(Raw records)
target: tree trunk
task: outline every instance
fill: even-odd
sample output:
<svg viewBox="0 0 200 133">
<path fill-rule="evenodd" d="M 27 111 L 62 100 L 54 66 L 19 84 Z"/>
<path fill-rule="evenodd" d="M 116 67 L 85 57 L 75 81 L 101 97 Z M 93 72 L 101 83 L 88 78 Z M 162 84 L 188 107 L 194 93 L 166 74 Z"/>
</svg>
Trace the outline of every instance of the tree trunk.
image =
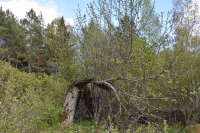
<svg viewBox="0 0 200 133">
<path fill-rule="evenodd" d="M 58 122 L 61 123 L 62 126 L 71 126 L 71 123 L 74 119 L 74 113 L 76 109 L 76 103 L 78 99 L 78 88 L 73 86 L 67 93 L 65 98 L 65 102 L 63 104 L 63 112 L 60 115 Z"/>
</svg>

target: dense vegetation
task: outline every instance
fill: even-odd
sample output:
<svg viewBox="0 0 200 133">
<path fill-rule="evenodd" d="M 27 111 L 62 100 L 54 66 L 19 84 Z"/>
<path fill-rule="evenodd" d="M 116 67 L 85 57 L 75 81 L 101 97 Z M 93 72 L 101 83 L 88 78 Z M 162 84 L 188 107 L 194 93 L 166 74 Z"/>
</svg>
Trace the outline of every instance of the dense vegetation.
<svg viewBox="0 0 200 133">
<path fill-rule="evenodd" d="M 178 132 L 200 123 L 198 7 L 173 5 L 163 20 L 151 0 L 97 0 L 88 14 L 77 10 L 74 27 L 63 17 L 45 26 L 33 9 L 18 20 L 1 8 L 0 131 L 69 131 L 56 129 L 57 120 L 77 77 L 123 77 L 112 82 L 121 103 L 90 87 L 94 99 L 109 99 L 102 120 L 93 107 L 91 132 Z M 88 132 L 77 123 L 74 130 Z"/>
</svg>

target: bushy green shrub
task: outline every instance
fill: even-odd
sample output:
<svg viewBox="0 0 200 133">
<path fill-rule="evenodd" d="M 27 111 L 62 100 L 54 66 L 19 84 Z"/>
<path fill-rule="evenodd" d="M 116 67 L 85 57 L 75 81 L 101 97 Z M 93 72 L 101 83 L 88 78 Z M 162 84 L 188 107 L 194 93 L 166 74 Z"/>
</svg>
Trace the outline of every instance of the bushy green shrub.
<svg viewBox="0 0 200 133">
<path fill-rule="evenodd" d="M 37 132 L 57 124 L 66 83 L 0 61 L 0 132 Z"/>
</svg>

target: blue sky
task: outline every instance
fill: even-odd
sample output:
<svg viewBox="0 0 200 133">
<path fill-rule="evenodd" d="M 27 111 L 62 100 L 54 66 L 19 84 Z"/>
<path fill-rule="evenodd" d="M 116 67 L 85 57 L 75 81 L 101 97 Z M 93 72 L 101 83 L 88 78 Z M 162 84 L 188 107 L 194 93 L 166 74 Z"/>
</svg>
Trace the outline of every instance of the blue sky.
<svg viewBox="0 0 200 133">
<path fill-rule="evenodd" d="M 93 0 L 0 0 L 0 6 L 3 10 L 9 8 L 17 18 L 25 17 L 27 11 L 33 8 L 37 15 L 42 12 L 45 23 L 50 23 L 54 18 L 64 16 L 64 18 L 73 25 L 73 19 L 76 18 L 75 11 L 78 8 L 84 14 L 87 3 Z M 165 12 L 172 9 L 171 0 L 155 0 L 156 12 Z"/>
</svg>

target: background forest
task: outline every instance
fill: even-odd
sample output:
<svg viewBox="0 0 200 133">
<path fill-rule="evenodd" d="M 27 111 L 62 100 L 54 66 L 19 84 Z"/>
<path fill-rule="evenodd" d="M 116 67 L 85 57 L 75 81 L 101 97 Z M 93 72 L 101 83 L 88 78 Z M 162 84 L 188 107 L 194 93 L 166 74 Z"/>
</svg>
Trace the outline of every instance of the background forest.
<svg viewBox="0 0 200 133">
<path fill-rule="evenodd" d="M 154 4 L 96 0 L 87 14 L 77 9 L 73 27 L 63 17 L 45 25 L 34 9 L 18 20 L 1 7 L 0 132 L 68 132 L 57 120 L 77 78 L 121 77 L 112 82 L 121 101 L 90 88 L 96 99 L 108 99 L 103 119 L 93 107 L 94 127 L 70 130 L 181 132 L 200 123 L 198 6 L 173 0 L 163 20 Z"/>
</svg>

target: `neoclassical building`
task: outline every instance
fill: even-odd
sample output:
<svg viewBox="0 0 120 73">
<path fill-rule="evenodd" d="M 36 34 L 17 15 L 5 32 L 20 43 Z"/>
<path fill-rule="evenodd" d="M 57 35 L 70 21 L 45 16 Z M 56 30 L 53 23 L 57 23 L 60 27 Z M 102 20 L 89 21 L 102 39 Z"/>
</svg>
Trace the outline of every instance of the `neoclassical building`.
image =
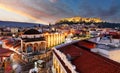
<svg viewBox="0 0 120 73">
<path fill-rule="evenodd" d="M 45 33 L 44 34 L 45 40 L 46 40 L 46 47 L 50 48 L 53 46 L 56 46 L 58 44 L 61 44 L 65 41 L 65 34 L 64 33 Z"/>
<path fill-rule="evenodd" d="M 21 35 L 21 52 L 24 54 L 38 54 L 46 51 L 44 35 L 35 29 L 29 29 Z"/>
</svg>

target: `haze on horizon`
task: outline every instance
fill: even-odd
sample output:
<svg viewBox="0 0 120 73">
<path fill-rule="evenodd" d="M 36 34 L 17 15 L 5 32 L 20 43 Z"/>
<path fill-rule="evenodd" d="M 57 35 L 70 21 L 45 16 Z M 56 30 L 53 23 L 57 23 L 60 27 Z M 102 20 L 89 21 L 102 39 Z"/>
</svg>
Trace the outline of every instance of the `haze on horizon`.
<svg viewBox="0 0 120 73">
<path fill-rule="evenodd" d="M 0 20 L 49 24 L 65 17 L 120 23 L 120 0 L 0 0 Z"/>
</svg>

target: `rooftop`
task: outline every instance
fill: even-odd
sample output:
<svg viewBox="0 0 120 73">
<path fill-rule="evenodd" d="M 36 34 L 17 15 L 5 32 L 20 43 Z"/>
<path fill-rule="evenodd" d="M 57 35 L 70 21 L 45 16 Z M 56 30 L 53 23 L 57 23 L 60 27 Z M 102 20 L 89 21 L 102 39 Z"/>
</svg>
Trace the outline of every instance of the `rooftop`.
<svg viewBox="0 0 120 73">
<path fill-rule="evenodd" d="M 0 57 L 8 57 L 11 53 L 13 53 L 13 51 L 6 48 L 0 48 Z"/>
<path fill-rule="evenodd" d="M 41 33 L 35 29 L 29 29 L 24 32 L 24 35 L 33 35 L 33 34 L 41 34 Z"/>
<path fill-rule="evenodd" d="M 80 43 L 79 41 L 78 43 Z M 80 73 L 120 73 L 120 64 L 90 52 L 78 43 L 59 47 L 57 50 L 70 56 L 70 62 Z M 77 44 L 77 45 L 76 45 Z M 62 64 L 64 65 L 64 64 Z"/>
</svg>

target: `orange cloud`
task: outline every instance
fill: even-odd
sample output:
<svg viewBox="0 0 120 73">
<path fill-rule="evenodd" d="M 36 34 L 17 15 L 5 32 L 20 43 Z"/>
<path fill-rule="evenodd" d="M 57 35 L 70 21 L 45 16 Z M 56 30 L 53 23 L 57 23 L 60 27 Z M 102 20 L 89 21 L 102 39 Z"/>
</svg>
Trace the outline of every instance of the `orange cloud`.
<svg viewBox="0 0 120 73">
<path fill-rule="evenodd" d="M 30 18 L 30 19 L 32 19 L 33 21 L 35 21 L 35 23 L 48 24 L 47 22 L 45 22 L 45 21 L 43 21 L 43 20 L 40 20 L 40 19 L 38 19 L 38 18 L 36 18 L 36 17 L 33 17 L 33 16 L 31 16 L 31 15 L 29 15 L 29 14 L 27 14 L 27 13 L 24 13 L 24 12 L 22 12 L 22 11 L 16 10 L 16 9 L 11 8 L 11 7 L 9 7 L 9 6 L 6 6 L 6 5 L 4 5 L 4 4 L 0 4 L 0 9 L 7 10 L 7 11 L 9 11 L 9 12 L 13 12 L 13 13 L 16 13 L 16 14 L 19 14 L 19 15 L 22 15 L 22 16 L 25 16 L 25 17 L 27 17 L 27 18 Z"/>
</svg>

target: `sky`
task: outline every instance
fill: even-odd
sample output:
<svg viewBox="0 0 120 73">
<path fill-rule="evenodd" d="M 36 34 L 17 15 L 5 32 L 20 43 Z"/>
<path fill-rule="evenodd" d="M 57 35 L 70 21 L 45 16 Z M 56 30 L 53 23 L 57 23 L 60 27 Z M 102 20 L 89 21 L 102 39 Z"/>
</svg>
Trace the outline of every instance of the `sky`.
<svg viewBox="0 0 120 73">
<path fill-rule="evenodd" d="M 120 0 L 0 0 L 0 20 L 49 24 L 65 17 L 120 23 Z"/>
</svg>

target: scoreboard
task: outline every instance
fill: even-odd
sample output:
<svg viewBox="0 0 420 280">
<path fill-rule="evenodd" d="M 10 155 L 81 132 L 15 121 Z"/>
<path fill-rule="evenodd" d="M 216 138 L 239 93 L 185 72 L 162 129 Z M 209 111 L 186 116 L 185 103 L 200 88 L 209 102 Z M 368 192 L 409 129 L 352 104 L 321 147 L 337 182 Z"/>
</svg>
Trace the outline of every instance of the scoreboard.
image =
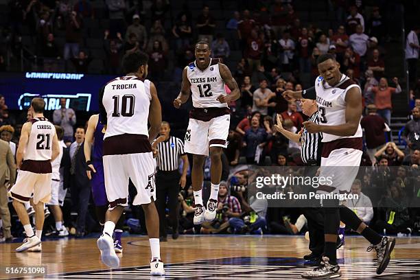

◆ **Task details**
Could you rewrite the items from the line holding "target: scoreboard" through the end of the items, inclusive, switching "instance" to "occurrence" and leaving everything else unchanged? Leave the pictures out of your answer.

◆ **Exercise output**
target: scoreboard
task: outline every occurrence
fill: even-odd
sample output:
<svg viewBox="0 0 420 280">
<path fill-rule="evenodd" d="M 10 155 L 81 132 L 15 121 Z"/>
<path fill-rule="evenodd" d="M 216 138 L 239 93 L 185 72 L 162 129 Z M 209 111 L 186 116 L 185 103 L 200 88 L 209 102 Z M 368 192 L 409 129 L 352 104 L 321 147 L 337 182 Z"/>
</svg>
Trace the outline of every occurrence of the scoreboard.
image =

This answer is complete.